→ SECCIÓN DE TEXTO:
▬▬▬
Dos
Destinos Contrapuestos
Por
Carlos Alberto Montaner
El
comercio libre tiene muchos enemigos en América Latina. Sus
principales adversarios, como los jinetes del Apocalipsis, son
cuatro: la izquierda bananera empeñada en la resistencia heroica
contra el imperialismo yanqui, la derecha proteccionista que quiere
salvaguardar sus privilegios a cualquier costo, los sindicatos
supuestamente comprometidos con el destino laboral de sus afiliados,
y algunos religiosos legendariamente ignorantes en materia de
economía. Los argumentos que emplean van desde el cuidado sofisma
hasta la pedrada contra la inocente cristalera de un McDonald's.
▬▬▬
→ MATERIAL PROPORCIONADO:
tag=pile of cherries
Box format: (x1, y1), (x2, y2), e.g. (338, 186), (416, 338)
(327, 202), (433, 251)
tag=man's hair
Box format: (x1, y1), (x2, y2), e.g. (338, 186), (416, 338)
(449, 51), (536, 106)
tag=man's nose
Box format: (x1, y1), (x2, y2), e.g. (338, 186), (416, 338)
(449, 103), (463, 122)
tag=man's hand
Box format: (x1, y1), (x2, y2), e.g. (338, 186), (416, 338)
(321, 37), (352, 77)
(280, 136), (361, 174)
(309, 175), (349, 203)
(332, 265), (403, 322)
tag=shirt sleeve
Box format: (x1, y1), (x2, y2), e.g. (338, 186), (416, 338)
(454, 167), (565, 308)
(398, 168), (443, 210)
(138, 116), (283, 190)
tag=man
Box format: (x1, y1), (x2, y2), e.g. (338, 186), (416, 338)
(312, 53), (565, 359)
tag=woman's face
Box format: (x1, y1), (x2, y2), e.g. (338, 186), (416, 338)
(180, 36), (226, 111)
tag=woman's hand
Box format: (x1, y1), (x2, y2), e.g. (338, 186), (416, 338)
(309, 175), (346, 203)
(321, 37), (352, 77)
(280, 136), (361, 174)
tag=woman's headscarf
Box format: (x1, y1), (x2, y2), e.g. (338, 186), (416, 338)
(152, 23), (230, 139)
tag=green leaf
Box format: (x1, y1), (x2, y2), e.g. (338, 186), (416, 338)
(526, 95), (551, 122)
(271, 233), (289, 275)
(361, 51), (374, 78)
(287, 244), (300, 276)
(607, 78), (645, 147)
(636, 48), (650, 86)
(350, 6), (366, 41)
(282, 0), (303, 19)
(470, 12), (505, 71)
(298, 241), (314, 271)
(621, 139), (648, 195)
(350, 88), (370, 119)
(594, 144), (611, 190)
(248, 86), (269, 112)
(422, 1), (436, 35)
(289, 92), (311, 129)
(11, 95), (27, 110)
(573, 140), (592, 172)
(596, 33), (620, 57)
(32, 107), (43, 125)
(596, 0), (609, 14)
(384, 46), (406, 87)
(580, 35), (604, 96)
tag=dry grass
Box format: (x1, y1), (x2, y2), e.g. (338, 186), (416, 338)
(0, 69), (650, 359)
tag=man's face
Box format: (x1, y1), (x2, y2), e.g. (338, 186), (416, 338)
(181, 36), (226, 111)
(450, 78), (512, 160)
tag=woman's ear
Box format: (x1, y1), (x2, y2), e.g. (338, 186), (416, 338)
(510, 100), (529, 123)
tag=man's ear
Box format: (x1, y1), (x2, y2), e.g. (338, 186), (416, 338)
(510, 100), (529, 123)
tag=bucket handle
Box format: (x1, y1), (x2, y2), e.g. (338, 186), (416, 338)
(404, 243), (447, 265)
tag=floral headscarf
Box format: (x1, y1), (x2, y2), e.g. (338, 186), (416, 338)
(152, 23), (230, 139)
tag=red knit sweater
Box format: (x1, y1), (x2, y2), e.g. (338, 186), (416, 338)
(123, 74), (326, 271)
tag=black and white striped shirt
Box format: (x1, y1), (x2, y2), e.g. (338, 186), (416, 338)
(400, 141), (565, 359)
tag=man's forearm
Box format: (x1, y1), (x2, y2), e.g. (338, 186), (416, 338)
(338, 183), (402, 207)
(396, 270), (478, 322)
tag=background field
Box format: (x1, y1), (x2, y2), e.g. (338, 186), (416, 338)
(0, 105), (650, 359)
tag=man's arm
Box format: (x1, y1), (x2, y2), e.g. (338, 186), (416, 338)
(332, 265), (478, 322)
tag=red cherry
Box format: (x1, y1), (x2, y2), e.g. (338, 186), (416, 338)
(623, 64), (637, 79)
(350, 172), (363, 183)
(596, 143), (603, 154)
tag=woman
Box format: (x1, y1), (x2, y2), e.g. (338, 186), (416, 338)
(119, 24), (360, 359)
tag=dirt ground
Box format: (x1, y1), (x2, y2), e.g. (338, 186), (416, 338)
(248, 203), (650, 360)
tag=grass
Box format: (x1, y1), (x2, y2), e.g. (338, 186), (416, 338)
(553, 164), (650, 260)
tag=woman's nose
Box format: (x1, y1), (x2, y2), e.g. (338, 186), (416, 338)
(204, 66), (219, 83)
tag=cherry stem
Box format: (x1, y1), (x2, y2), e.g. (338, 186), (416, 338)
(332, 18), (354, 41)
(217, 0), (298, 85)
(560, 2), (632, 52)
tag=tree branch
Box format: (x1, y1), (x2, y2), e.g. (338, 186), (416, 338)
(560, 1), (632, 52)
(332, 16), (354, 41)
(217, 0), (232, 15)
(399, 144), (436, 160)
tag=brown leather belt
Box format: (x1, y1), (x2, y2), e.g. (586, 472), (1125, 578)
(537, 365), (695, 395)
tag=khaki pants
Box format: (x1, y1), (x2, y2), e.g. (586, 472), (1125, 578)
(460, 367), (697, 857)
▬▬▬
→ PARTES DEL EJERCICIO:
1. Indique si cada afirmación coincide con el texto sobre el comercio libre, respondiendo sí o no y citando literalmente las palabras decisivas. (a) El comercio libre tiene pocos enemigos en América Latina. (b) Los sindicatos se cuentan entre sus principales adversarios. (c) Entre los argumentos de sus enemigos figura una pedrada contra la cristalera de un McDonald's.
2. Explique, según el texto sobre el comercio libre, por qué la derecha proteccionista se opone a él.
3. ¿Cuántos son los principales adversarios del comercio libre según el texto?

→ SOLUCIONES:
1.
(a) No: "tiene muchos enemigos en América Latina".
(b) Sí: "los sindicatos supuestamente comprometidos con el destino laboral de sus afiliados".
(c) Sí: "hasta la pedrada contra la inocente cristalera de un McDonald's".

2. La derecha proteccionista se opone al comercio libre porque quiere salvaguardar sus privilegios a cualquier costo.

3. Son cuatro.